_MATERIAL FOR THE TASK_
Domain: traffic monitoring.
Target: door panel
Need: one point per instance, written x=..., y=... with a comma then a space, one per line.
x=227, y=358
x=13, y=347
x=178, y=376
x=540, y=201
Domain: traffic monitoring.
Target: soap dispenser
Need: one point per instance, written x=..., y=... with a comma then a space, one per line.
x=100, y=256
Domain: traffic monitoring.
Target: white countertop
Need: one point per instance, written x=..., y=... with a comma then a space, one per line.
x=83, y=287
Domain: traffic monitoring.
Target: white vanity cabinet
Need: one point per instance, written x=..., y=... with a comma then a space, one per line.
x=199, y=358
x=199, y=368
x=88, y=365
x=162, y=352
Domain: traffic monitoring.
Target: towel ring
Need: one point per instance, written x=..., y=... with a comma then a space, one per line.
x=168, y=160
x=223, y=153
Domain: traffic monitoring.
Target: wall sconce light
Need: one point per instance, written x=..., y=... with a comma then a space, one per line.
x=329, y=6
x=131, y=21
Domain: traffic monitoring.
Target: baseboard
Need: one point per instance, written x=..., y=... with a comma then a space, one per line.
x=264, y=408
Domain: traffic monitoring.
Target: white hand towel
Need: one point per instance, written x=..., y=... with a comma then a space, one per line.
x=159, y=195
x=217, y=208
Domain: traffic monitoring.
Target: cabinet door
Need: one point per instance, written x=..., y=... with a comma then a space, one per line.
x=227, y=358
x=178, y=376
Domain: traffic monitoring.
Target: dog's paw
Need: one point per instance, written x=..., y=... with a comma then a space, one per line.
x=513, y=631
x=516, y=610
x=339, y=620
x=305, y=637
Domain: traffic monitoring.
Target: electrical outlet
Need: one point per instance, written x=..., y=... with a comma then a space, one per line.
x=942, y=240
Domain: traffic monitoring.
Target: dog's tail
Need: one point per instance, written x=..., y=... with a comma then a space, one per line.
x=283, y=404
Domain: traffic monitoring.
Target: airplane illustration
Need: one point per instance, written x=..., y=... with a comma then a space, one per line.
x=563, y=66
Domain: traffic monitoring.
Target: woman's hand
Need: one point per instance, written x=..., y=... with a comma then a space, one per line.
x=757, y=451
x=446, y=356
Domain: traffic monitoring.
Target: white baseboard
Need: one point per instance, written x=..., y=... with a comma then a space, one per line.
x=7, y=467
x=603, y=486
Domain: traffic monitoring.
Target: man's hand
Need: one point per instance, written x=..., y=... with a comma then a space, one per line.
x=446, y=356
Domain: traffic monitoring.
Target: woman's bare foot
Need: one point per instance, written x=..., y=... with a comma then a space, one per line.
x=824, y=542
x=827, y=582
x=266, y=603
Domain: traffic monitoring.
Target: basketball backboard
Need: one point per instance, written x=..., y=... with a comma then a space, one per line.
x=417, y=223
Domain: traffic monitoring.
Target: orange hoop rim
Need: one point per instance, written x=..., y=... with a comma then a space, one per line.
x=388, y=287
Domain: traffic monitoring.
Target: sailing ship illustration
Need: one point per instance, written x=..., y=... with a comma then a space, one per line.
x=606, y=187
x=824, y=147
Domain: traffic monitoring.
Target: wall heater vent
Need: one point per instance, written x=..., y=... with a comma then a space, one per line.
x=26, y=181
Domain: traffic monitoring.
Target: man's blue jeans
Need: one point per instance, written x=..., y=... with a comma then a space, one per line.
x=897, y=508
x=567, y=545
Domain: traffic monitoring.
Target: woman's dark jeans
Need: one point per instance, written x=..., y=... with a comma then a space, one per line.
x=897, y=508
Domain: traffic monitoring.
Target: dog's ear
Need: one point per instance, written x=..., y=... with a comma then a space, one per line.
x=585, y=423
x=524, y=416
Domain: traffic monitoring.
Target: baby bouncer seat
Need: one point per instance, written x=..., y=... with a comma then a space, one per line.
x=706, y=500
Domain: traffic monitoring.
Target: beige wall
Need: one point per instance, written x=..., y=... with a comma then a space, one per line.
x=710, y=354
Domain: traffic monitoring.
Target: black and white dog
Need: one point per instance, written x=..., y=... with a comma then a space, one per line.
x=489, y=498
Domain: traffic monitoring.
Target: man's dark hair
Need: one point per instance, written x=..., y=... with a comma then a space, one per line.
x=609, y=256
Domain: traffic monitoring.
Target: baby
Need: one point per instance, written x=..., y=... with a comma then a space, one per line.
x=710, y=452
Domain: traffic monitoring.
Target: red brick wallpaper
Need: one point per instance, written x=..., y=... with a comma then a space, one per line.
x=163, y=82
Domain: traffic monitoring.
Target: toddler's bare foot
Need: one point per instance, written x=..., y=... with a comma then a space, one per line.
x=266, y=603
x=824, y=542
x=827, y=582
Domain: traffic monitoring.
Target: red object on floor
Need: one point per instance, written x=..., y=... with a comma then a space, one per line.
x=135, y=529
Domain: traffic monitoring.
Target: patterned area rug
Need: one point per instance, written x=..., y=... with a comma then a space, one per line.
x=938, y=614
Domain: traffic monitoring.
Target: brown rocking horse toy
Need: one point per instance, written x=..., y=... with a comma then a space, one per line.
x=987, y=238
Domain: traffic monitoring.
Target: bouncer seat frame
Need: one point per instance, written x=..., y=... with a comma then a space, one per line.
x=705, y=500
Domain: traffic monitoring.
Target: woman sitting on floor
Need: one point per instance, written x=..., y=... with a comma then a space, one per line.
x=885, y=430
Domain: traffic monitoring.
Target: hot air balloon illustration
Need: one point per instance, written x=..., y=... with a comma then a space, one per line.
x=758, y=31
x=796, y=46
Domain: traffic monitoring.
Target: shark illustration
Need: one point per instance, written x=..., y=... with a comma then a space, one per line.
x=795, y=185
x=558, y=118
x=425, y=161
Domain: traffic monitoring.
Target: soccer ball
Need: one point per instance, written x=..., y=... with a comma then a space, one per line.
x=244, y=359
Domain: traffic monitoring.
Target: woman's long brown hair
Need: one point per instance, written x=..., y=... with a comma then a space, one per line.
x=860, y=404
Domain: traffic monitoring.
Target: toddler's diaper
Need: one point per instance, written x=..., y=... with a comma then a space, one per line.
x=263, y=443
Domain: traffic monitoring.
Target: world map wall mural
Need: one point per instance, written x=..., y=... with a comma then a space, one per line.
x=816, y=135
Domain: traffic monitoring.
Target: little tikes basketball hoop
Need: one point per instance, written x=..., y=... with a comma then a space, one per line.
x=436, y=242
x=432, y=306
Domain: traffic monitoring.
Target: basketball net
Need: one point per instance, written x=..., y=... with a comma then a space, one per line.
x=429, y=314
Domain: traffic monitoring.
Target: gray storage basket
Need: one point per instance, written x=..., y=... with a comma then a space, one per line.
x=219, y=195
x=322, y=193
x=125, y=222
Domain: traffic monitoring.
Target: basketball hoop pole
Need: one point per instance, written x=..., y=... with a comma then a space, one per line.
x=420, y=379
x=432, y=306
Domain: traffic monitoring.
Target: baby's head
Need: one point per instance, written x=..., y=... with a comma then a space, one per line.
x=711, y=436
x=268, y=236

_YOUR INSTRUCTIONS_
Reproduce the data exactly, beginning at the start of the data and stopping after the line that contains "x=264, y=408".

_RESPONSE FOR THIS EXERCISE_
Domain: traffic monitoring.
Target: door panel
Need: one point per instance, written x=..., y=... with a comma then a space, one per line.
x=227, y=358
x=13, y=347
x=178, y=376
x=540, y=201
Domain: traffic monitoring.
Target: soap dispenser
Need: one point per instance, written x=..., y=... with a comma then a space, one per line.
x=100, y=256
Domain: traffic monitoring.
Target: white countertop
Need: one point per instance, written x=..., y=... with a comma then a space, one per line.
x=83, y=287
Domain: traffic monitoring.
Target: white vanity cabinet
Need: one point per instance, written x=..., y=... with a comma then a space, one per line.
x=199, y=358
x=199, y=368
x=88, y=365
x=162, y=352
Domain: traffic monitoring.
Target: towel ring
Need: one point per instance, written x=..., y=... with a comma then a space, one per line.
x=168, y=160
x=223, y=153
Domain: traffic monitoring.
Target: wall sconce light
Need: one point per instance, written x=..., y=... with a comma then a space, one per line.
x=329, y=6
x=131, y=21
Domain: traffic monitoring.
Target: baseboard
Need: one point per instance, written x=..., y=... with a comma then a space, one per line.
x=264, y=408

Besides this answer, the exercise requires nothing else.